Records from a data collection

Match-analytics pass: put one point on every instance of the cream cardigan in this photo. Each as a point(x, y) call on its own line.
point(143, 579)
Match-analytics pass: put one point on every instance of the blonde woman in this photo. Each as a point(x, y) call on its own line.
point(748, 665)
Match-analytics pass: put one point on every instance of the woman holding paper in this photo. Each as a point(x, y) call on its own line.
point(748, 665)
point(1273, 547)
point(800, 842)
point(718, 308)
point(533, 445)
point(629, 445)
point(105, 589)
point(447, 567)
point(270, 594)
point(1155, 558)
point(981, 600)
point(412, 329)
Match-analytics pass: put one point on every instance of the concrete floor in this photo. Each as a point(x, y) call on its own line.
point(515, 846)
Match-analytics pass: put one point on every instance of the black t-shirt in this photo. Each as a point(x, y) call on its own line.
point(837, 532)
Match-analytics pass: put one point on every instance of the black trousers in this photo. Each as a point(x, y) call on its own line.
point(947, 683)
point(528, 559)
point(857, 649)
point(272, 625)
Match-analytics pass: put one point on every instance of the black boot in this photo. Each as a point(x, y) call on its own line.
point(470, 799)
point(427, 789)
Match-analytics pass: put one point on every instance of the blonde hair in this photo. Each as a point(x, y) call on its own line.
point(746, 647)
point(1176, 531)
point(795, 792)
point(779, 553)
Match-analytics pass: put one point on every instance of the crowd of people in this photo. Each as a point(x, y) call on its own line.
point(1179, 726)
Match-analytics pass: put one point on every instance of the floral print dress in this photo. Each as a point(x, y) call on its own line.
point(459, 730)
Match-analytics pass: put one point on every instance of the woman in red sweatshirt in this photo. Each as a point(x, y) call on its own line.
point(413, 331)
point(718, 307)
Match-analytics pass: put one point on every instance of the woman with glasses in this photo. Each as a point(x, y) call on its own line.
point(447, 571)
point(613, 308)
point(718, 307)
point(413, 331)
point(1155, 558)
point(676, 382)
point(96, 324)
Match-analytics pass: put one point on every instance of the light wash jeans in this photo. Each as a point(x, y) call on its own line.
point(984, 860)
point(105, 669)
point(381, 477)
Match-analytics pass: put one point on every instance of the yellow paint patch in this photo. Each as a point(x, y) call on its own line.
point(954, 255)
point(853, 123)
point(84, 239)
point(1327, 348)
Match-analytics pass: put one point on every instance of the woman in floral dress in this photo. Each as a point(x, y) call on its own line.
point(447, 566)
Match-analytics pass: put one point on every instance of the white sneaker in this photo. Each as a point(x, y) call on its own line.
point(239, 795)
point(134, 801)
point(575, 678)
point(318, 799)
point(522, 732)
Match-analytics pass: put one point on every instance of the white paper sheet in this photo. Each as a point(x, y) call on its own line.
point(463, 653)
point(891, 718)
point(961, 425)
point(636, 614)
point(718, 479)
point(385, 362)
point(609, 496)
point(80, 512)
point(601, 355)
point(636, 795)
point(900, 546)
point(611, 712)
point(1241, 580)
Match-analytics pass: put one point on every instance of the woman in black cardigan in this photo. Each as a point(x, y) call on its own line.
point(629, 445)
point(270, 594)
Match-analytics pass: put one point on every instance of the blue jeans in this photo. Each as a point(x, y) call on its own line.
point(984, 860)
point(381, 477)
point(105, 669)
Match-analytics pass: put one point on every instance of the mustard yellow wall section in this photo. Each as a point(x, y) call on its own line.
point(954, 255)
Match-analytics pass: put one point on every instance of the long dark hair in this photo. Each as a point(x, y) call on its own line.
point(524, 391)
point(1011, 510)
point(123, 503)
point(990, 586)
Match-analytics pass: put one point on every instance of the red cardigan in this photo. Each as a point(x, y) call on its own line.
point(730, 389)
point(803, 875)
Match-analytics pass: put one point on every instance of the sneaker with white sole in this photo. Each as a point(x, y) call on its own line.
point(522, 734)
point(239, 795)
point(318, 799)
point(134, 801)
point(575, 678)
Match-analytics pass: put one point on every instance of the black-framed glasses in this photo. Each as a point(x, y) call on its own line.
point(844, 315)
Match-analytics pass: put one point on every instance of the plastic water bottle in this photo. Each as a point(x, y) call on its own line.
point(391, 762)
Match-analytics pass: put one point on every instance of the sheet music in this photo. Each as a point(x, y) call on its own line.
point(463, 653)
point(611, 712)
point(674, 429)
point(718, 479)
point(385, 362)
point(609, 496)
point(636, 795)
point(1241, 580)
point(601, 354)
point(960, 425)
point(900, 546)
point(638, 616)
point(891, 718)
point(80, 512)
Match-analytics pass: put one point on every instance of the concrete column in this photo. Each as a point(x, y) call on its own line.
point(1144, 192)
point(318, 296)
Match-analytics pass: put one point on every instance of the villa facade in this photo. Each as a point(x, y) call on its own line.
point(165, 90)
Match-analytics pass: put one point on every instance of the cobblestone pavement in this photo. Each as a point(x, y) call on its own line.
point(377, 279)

...

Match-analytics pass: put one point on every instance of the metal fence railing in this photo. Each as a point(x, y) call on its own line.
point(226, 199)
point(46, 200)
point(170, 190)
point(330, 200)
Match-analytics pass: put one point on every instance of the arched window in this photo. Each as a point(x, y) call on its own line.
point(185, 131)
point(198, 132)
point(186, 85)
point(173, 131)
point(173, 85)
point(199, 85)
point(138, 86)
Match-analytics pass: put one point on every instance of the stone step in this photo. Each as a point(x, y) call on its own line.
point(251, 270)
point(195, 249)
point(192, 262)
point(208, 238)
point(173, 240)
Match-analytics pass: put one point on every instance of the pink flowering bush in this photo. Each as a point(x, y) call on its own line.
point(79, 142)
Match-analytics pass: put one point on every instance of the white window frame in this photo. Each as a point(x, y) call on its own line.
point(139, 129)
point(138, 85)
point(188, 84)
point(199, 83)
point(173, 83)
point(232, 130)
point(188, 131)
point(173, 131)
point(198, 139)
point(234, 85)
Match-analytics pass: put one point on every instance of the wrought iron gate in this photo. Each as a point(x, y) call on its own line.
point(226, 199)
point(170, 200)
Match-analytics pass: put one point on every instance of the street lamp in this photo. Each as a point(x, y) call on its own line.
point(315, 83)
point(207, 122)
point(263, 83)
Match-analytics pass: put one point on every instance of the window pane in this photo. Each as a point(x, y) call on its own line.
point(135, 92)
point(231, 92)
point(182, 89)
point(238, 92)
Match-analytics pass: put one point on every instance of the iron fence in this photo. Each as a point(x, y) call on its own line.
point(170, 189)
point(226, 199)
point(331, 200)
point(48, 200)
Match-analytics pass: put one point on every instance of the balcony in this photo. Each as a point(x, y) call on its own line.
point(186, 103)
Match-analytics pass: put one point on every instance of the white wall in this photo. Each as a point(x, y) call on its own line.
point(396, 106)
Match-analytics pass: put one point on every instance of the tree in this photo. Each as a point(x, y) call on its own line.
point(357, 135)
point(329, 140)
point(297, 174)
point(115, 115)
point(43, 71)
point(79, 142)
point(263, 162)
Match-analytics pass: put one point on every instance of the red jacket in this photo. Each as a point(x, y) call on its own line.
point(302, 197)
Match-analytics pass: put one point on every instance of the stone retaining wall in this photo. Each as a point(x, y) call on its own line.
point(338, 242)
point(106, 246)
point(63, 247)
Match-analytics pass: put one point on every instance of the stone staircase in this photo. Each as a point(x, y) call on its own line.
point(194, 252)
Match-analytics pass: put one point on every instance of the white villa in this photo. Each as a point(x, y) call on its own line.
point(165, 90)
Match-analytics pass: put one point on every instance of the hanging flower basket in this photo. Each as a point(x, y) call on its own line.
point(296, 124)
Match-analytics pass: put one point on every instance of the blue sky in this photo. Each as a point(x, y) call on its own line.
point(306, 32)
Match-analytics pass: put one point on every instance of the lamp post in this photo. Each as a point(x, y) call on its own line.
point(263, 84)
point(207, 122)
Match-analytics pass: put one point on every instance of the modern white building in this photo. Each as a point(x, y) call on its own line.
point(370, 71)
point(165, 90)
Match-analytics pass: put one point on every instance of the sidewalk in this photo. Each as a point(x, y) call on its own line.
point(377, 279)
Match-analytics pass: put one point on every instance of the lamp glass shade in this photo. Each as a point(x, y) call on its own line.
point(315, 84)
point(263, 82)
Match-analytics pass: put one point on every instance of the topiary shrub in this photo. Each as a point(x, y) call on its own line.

■ What you have to do:
Copy the lines of the records above verbatim, from the line that contains "the woman holding" up to and including the line that contains "point(981, 600)".

■ Output:
Match-analytics pass: put one point on every instance of the woman holding paper in this photo. Each as a point(x, y) call on its own line.
point(748, 665)
point(1273, 547)
point(800, 842)
point(718, 308)
point(533, 445)
point(629, 445)
point(105, 589)
point(447, 567)
point(270, 594)
point(1155, 558)
point(981, 600)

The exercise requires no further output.